§ QUELLENAUSZUG
Gegen alle Vorurteile
Frauen und Mint-Berufe – das ist so ein Ding. Um die Hemmschwelle für Mädchen zu technischen Berufen zu senken, veranstaltet die BBQ Berufliche Bildung in Aalen eine Girlsday Akademie (GDA) – die im Vergleich zu dem alljährlichen Girlsday allwöchentlich stattfindet.
22 Mädchen sitzen an Laptops, haben Schaltungen und Leitungen neben sich liegen. Aktuell programmieren sie mit Erika Lahnsteiner vom Explorhino eine Arduino-Platine. Zuvor hatten die Mädchen einen Bob 3 programmiert – eine kleine Platte, die die Form eines Roboters hat und mit mehreren LED-Lichtern versehen ist. „Wenn man da das Ärmchen drückt, leuchten die Augen.“ Programmierung und Elektronik für Einsteiger. Die Reaktionen der Mädchen fallen unterschiedlich aus, sagt Lahnsteiner. Manche Teams wollten gar nicht mehr aufhören, andere seien weniger begeistert. „Das viele Tippen ist manchmal auch ein bisschen langweilig“, sagen die 12-jährige Magdalena Vuckovic und die 13-jährige Hannah Kiesling. Aber wenn es dann hinterher funktioniere, sei das schon cool. „Manche Jungs sind neidisch, weil wir sowas machen dürfen“, sagt ein anderes Mädchen. „Man kann danach nicht programmieren“, relativiert Lahnsteiner. Sinn der Sache ist, dass die Berührungsängste der Mädchen zum Programmieren schwinden. „Es gäbe auch an den Grundschulen viel mehr Bedarf für Informatik-Angebote, wie sie das Explorhino jetzt anbietet.“ Aber Informatik stehe eben nicht im Bildungsplan.

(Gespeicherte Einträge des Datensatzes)
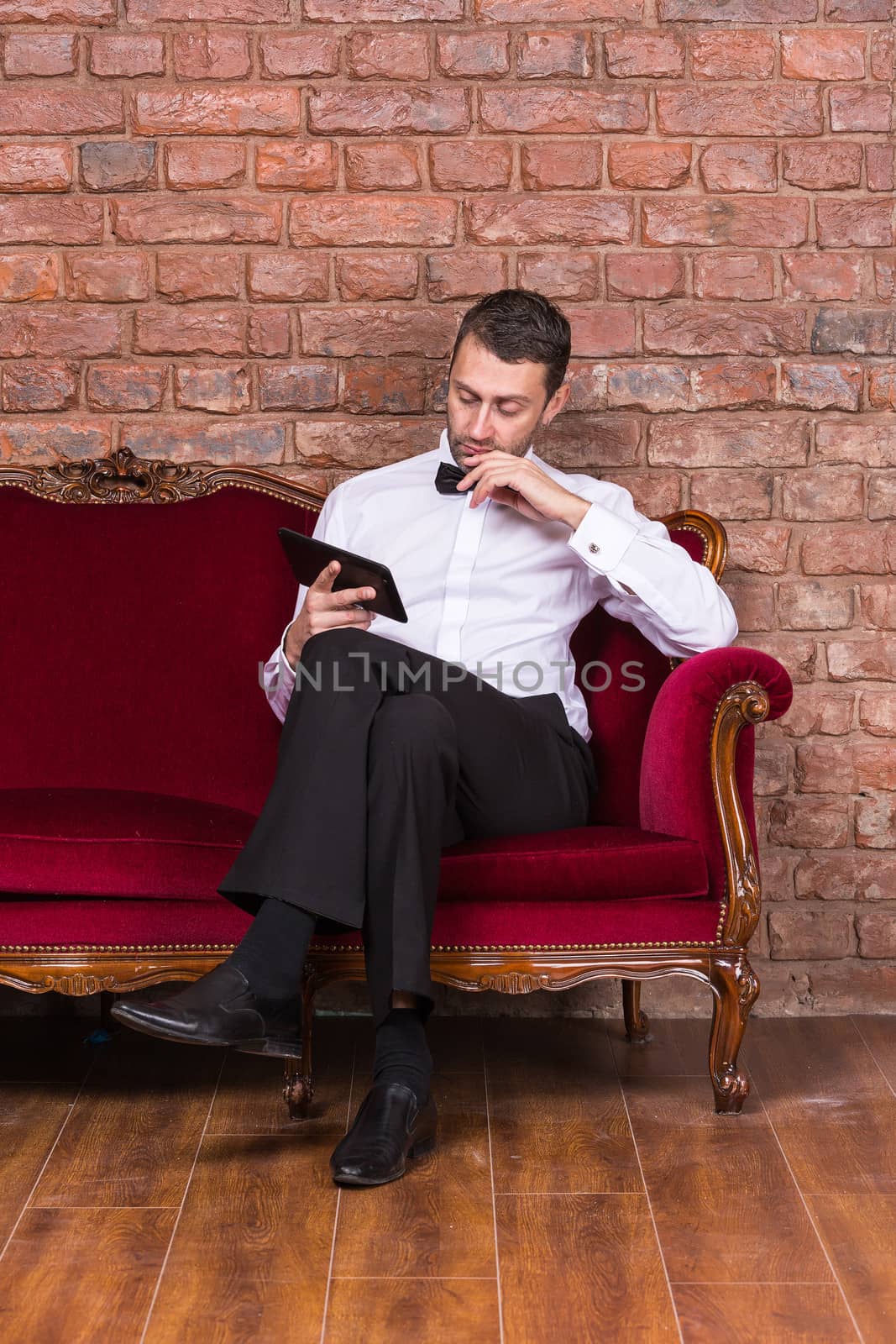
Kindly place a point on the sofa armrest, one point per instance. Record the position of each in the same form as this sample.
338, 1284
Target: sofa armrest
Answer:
698, 768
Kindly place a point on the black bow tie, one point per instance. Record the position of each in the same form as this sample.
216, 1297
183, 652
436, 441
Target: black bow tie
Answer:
446, 479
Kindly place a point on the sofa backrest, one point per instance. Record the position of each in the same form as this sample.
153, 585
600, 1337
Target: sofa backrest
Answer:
134, 636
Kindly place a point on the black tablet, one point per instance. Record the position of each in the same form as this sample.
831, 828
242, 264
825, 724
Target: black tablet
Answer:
308, 557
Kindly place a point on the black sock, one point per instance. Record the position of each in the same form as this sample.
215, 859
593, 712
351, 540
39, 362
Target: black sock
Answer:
402, 1054
271, 953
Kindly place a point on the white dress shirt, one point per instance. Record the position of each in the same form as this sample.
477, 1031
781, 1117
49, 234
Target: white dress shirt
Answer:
501, 595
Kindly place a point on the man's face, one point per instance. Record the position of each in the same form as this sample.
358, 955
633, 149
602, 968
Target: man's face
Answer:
492, 405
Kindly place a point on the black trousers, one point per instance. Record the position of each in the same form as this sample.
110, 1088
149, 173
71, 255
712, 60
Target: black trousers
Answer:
385, 756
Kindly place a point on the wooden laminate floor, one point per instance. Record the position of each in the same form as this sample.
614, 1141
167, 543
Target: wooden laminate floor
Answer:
582, 1189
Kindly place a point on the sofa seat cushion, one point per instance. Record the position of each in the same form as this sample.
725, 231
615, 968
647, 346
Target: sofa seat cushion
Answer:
580, 864
116, 843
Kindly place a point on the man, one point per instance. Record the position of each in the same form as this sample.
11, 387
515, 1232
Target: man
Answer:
465, 722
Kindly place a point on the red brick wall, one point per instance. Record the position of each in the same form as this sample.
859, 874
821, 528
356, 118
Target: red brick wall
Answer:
251, 241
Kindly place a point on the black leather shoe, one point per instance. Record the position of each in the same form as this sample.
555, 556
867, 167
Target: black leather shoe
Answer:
389, 1128
219, 1010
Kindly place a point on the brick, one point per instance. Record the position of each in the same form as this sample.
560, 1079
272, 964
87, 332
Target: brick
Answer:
187, 276
880, 165
777, 111
876, 932
748, 276
862, 109
211, 55
39, 386
295, 55
35, 167
855, 223
389, 112
191, 440
821, 494
378, 331
869, 659
473, 55
288, 276
383, 387
223, 389
825, 54
878, 716
302, 386
649, 387
39, 54
60, 112
63, 219
307, 165
732, 494
817, 711
762, 548
726, 223
822, 167
369, 276
116, 55
116, 277
846, 877
821, 386
29, 276
560, 165
237, 219
809, 934
809, 823
47, 440
644, 53
739, 167
127, 387
732, 54
855, 331
698, 329
882, 387
644, 276
472, 165
452, 276
376, 167
521, 221
559, 275
117, 165
355, 221
873, 444
50, 331
241, 109
732, 383
735, 440
821, 276
562, 111
192, 165
809, 605
188, 331
389, 55
652, 165
268, 333
550, 54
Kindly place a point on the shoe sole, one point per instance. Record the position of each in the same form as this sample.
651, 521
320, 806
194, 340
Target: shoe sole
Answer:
419, 1149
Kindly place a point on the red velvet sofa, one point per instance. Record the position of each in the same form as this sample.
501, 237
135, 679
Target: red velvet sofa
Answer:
141, 600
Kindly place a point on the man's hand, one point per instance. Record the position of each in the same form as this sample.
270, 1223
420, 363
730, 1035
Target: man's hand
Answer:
519, 483
324, 609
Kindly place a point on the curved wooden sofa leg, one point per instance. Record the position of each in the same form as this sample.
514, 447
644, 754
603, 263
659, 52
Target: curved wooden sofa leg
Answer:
735, 988
298, 1088
637, 1023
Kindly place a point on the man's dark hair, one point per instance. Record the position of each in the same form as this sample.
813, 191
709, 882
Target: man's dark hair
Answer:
517, 324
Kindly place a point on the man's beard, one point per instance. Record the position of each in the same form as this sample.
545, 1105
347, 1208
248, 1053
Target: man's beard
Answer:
458, 445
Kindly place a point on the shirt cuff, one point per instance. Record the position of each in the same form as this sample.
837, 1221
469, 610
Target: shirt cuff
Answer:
602, 538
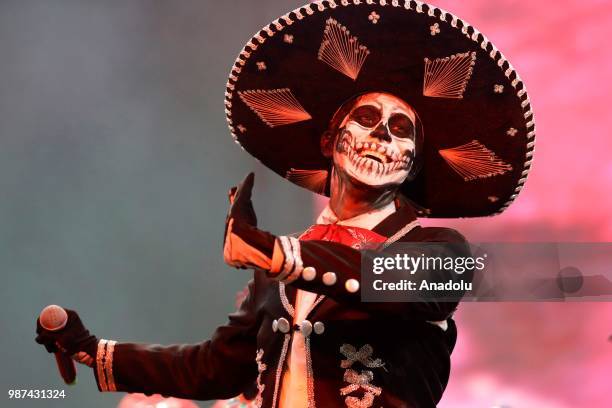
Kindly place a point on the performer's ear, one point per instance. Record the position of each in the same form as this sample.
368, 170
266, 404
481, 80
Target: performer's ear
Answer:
327, 143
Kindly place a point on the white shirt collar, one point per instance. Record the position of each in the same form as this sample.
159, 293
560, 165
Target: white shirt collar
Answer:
366, 220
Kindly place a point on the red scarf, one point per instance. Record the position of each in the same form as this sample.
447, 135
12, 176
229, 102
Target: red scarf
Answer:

§ AUFGABENBESCHREIBUNG
Entnimm dem Artikel über die Girlsday Akademie den Abschnitt von „Gegen alle Vorurteile“ bis einschließlich „Girlsday allwöchentlich stattfindet.“ und gib ihn wortgetreu wieder. Die Auflistung stammt aus einer anderen Quelle.

§ ERGEBNIS DER AUFGABE
Gegen alle Vorurteile
Frauen und Mint-Berufe – das ist so ein Ding. Um die Hemmschwelle für Mädchen zu technischen Berufen zu senken, veranstaltet die BBQ Berufliche Bildung in Aalen eine Girlsday Akademie (GDA) – die im Vergleich zu dem alljährlichen Girlsday allwöchentlich stattfindet.